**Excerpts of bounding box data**
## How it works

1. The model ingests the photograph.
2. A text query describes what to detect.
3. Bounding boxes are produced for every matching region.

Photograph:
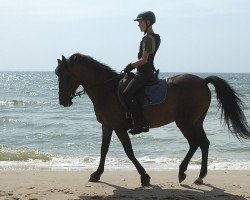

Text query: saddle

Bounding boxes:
[118,70,167,108]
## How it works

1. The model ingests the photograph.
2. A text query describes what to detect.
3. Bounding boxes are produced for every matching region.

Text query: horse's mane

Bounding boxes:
[69,53,117,75]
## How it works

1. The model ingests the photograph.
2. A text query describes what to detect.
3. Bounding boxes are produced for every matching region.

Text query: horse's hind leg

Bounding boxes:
[89,125,113,182]
[176,121,200,183]
[195,125,210,184]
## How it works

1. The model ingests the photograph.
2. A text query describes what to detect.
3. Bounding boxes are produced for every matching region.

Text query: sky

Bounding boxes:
[0,0,250,73]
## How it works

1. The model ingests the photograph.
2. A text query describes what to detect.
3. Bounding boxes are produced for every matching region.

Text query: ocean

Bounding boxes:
[0,72,250,170]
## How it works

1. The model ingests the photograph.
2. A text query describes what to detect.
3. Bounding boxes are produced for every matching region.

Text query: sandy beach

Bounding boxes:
[0,170,250,200]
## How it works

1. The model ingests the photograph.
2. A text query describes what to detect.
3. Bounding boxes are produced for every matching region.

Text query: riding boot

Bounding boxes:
[128,98,149,135]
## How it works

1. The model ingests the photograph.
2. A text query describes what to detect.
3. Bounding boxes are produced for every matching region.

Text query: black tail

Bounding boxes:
[205,76,250,139]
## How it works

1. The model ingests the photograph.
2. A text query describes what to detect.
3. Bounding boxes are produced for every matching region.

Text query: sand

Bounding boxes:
[0,170,250,200]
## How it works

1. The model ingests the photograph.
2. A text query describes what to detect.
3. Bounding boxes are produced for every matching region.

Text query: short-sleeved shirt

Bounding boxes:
[142,35,155,54]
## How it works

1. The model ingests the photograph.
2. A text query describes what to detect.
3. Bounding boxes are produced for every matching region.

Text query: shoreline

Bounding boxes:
[0,169,250,200]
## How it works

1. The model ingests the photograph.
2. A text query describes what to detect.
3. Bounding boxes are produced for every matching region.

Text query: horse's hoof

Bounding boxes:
[194,178,203,185]
[141,174,150,186]
[89,173,101,182]
[178,173,187,183]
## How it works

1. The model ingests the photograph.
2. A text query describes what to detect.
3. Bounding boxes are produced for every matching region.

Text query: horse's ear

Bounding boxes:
[62,55,67,63]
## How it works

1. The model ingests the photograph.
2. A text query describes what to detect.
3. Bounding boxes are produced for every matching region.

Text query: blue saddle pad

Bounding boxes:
[143,79,167,106]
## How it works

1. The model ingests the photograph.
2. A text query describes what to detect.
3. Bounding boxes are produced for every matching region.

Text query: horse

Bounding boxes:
[55,53,250,186]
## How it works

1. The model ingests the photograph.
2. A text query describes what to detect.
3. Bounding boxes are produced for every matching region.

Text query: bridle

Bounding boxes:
[71,73,124,99]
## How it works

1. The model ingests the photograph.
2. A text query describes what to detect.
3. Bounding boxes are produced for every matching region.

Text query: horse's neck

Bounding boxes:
[83,69,118,107]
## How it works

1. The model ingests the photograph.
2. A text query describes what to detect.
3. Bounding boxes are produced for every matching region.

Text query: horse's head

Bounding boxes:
[55,56,80,107]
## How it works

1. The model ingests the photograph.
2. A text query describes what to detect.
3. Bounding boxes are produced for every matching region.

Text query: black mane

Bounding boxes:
[69,53,118,75]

**TO BE DONE**
Which lines in the listing above contain the word "saddle"? Show each of them.

**EXERCISE RESPONSE**
Text query: saddle
Text query: blue saddle pad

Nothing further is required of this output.